ESTRATTO DEL DOCUMENTO =
<<<<

La 53° Biennale d’Arte Contemporanea di Venezia è la mia sesta Biennale. Ogni volta è un’esperienza che comporta un grande sforzo sia fisico (buone gambe) che mentale (concentrazione e rapidità nel giudizio). Richiede tempo (due giorni almeno, ma sarebbe meglio tre), richiede soldi ed entusiasmo.
E’ inevitabile rimanere affascinati maggiormente dalle opere più “forti” che riescono ad emergere nel bailame generale, sempre tantissime le opere presenti (forse anche troppe, considerando la bassissima qualità di alcune). Sono quindi, probabilmente, un po’ svantaggiati gli artisti più minimalisti o più dimessi ma neanche questo è sempre vero. Si può rimanere colpiti da cose piccole come annoiarsi con le grandi installazioni.
Questa mia piccola recensione sarà pertanto inevitabilmente parziale, parlerò cioè solo di quello che a me è sembrato più interessante.
Che la visione abbia inizio.
ARSENALE
All’Arsenale mi è sembrato di trovare spesso il tema del ricordo, il desiderio di ristabilire un contatto forte con la propria infanzia, i giochi, i luoghi. C’è un’atmosfera più intima, casalinga, fatta di spazi spesso al chiuso.
La prima cosa che si vede entrando è la grande installazione di Lygia Pape, fili metallici scendono dalle pareti, la sala è quasi all’oscuro. Installazione che non ho trovato per niente suggestiva anche se la didascalia suggeriva che l’artista rende materiale l’immateriale.
La grande sala di Pistoletto con i suoi specchi rotti sicuramente è molto scenografica. Ma perché ripresentare adesso lavori già visti in passato? E’ un’operazione che mi lascia un po’ perplessa.
Più divertente il lavoro di Aleksandra Mir che offre ai visitatori tantissime cartoline di Venezia che ritraggono però altri luoghi, luoghi dove è presente l’acqua ma che sono vittime di problemi ambientali.
Jan Hafstrom propone una bella installazione appiccicando alle pareti grandi figure tratte da fumetti horror che sembrano come ritagliate da un bambino.
Tian Tian Wang propone grandi quadri, acquerelli molto mediocri che ritraggono il fuoco nei suoi momenti più distruttivi: incendi, eruzioni vulcaniche. Sembrano disegni fatti da un bambino che non è ancora capace di esprimere le proprie paure.
Paul Chan ha realizzato una serie di proiezioni, “ombre” che rappresentano giochi crudeli, orge oppure torture. Ma queste ombre si cristallizzano in un unico movimento ripetitivo senza poter portare né avanti né indietro la loro rappresentazione.

>>>>

CONSEGNA ASSEGNATA =
Risponda alle seguenti domande sulla recensione della Biennale di Venezia, una per riga.
(a) Quanti giorni richiede come minimo la visita alla Biennale?
(b) Che cosa ritraggono le cartoline di Venezia offerte ai visitatori da Aleksandra Mir?
(c) Da che cosa sono tratte le grandi figure che Jan Hafstrom appiccica alle pareti?

DATI FORNITI =
<<<<

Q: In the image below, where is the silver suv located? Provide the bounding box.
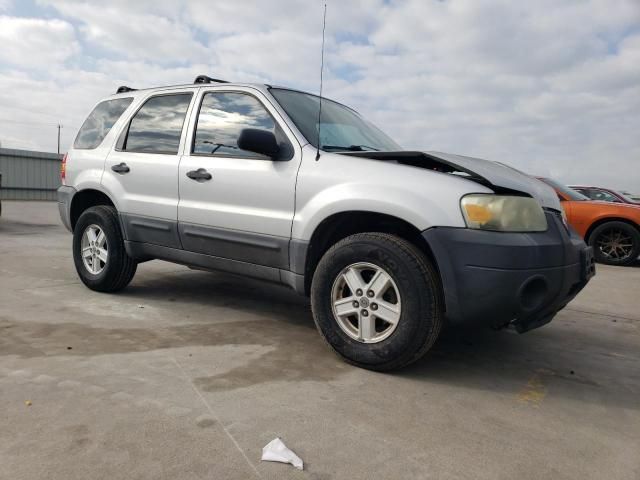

>>>>

RISPOSTA ATTESA =
(a) Almeno due giorni.
(b) Altri luoghi in cui è presente l'acqua e che sono vittime di problemi ambientali.
(c) Da fumetti horror.